►

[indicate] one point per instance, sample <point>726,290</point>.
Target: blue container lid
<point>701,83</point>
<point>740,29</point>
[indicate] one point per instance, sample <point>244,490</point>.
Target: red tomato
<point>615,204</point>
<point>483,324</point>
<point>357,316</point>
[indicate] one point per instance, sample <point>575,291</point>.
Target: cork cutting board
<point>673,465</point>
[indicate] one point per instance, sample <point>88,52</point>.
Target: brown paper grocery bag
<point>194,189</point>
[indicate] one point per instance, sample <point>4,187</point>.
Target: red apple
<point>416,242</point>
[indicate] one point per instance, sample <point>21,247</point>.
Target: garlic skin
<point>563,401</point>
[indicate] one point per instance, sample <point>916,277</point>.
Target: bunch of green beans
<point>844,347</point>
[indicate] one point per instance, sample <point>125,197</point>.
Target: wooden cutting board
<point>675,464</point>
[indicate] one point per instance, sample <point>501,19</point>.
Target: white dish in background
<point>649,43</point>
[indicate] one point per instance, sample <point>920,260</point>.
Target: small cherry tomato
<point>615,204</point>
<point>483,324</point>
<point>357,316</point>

◄

Starting with the line that contains "instance, sample <point>916,277</point>." and going on through the end of the data, write out those lines again, replacing "cutting board" with "chopping board" and leaving everything else unchanged.

[indicate] one point per instance, sample <point>916,277</point>.
Target: bunch of green beans
<point>844,347</point>
[indicate] one point per instance, sample <point>125,197</point>.
Target: wooden chopping board
<point>675,464</point>
[indicate] one point per instance, sample <point>501,19</point>.
Target: white dish in background
<point>649,43</point>
[indicate] one point per instance, sample <point>920,260</point>.
Target: small cherry tomato
<point>615,204</point>
<point>483,324</point>
<point>357,316</point>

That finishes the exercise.